● REQUIRED TASK: Scale the lines of the records below from the line with "the car wheel" up to and including the line with "530 250 570 261", keeping all wording unchanged but multiplying every bounding box coordinate by 0.3 and rounding it to a whole number, with halves rounded up. Return only those lines.

[Image annotation data]

* * * * *

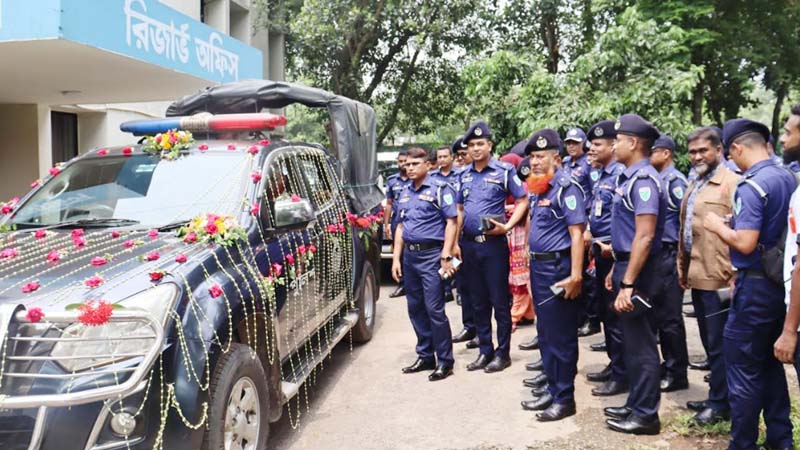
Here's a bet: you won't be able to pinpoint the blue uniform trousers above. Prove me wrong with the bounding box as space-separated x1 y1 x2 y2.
654 246 689 380
594 252 627 383
403 248 453 366
461 237 511 358
531 255 581 404
723 272 792 450
612 253 663 421
692 289 730 411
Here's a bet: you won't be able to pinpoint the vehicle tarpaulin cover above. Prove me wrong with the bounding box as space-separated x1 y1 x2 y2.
167 80 383 213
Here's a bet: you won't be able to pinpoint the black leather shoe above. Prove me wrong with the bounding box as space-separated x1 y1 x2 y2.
589 341 606 352
606 414 661 434
694 408 731 426
536 402 575 422
525 358 544 372
467 354 491 372
603 406 631 419
522 373 547 387
686 400 708 412
592 380 628 397
389 286 406 298
531 383 550 397
428 365 453 381
661 375 689 392
586 364 611 382
689 359 711 370
521 392 553 411
483 355 511 373
453 328 475 344
403 358 436 373
578 320 600 337
517 336 539 350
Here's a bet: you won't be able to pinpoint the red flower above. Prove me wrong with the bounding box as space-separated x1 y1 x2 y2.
78 300 114 327
25 308 44 323
83 275 103 288
150 270 167 283
91 256 108 266
22 281 41 294
208 284 222 298
45 250 61 264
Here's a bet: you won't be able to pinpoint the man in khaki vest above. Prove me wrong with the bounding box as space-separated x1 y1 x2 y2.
678 127 740 425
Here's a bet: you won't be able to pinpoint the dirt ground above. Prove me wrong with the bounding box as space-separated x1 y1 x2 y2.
269 286 797 450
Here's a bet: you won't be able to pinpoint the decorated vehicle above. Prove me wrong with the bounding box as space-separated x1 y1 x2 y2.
0 81 382 450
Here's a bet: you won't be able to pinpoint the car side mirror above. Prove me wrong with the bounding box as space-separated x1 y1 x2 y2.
275 197 316 230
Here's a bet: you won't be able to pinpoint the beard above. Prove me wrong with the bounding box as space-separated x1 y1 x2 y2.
525 170 553 195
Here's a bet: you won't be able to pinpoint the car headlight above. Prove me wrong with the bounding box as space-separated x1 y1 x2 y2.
50 283 179 372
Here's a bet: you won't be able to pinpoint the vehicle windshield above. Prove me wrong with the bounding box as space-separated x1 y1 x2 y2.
8 152 253 227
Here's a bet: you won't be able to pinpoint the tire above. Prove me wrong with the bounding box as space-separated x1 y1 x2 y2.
202 343 269 450
353 262 378 344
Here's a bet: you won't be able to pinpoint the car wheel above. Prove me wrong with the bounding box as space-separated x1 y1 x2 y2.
202 344 269 450
353 262 378 343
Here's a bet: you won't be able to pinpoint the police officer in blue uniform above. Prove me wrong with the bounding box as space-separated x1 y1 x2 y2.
522 129 586 422
703 119 796 450
392 147 458 381
455 122 528 373
604 114 666 434
650 134 689 392
383 150 411 298
586 120 628 396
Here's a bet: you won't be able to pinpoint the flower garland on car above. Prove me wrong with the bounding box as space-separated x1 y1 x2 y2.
142 130 194 161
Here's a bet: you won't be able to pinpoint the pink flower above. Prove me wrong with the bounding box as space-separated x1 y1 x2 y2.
22 281 41 294
208 284 222 298
91 256 108 266
25 308 44 323
83 275 103 289
45 250 61 264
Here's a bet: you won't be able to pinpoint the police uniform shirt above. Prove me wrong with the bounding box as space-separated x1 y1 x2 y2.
661 166 688 243
589 161 625 238
398 176 458 244
528 169 586 253
731 159 796 270
611 159 666 255
456 159 526 236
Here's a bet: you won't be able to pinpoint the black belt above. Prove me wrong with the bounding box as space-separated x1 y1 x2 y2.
403 241 444 252
530 250 570 261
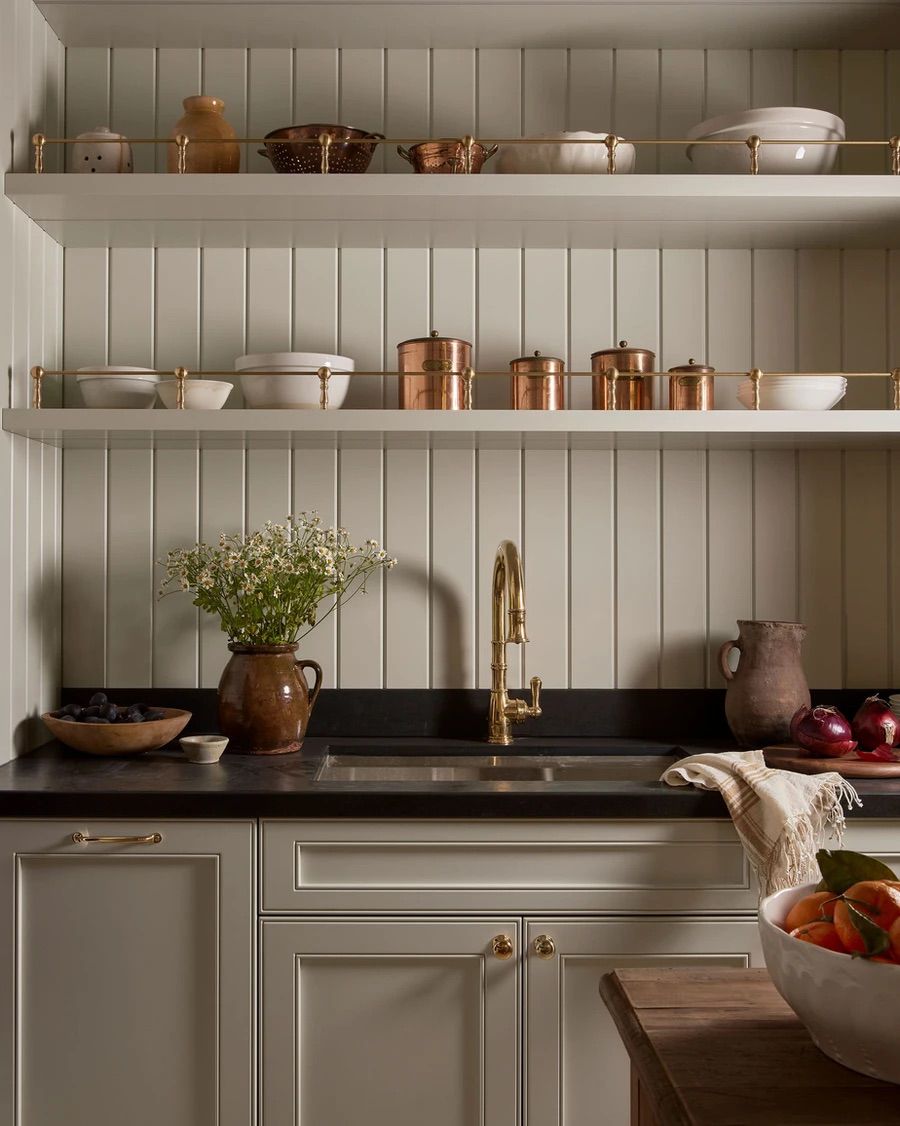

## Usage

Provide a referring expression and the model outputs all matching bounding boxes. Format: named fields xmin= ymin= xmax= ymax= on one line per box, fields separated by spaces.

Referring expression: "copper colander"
xmin=259 ymin=125 xmax=384 ymax=172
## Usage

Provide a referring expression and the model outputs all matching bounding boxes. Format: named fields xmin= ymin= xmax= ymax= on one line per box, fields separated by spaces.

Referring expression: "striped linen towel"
xmin=660 ymin=751 xmax=863 ymax=895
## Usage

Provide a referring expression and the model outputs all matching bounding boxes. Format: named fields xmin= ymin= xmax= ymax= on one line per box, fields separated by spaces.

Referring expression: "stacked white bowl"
xmin=75 ymin=365 xmax=160 ymax=410
xmin=738 ymin=375 xmax=847 ymax=411
xmin=234 ymin=352 xmax=354 ymax=411
xmin=687 ymin=106 xmax=847 ymax=176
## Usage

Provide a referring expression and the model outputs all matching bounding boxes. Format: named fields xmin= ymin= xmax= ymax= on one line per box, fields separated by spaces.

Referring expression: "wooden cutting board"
xmin=763 ymin=743 xmax=900 ymax=778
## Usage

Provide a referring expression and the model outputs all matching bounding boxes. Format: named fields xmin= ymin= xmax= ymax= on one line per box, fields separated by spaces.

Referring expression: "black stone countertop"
xmin=0 ymin=738 xmax=900 ymax=820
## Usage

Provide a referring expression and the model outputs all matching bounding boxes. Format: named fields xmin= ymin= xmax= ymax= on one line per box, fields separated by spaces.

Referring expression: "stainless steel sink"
xmin=315 ymin=753 xmax=677 ymax=785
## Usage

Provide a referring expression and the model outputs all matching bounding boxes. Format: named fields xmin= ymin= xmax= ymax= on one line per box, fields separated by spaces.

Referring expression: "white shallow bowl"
xmin=687 ymin=106 xmax=846 ymax=176
xmin=178 ymin=735 xmax=229 ymax=766
xmin=157 ymin=379 xmax=232 ymax=411
xmin=738 ymin=375 xmax=847 ymax=411
xmin=497 ymin=131 xmax=634 ymax=176
xmin=759 ymin=884 xmax=900 ymax=1083
xmin=234 ymin=352 xmax=354 ymax=411
xmin=75 ymin=365 xmax=160 ymax=410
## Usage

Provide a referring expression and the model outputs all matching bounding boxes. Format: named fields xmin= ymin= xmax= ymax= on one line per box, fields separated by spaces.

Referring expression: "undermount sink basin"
xmin=315 ymin=752 xmax=678 ymax=785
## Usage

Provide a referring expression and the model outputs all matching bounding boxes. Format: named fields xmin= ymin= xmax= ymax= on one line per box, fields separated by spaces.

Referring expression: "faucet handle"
xmin=528 ymin=677 xmax=544 ymax=718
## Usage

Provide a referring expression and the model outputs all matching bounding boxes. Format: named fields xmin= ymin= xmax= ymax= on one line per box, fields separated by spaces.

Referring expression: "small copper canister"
xmin=509 ymin=351 xmax=565 ymax=411
xmin=396 ymin=329 xmax=472 ymax=411
xmin=669 ymin=359 xmax=715 ymax=411
xmin=590 ymin=340 xmax=657 ymax=411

* * * * *

● FINAL RESULT:
Here's a bet: you won't be able to pinpoint the car wheel above. Prove me wrong with the bounding box as space-separated x1 y1 x2 y2.
61 103 81 135
106 79 113 103
Here's a bet: you won't be able to pinpoint the police officer in blue uniform above. Prove me wrong with the bounding box as space-separated x1 y1 x2 y2.
157 39 176 127
211 36 239 135
118 44 137 114
137 37 158 112
181 34 200 130
195 40 207 118
115 45 123 89
176 36 188 119
Here's a bet: you won't be able to pinpoint the flower garland on car above. Prove me wrong with the bounding box as space-separated x1 y1 x2 y2.
43 39 58 48
Here's a bet: you won't be able to pinpoint the pink flower above. Prove me wrong with the bounding box as space-separated x1 y1 x2 y2.
7 84 12 88
62 85 67 89
27 77 32 80
8 92 13 97
25 83 31 87
14 75 18 79
Here's a bet: you won't be able to pinpoint the police uniform shirt above. Prove me wrong with the bounding box as space-separated x1 y1 x2 y2.
198 50 206 73
177 48 188 71
119 53 137 73
158 51 176 76
219 48 239 81
183 48 200 77
137 48 158 71
Here's a bet: you won't be able to pinpoint the black belt above. Prove me wrong with the bounding box as space-separated x1 y1 x2 y2.
121 72 133 76
159 75 171 78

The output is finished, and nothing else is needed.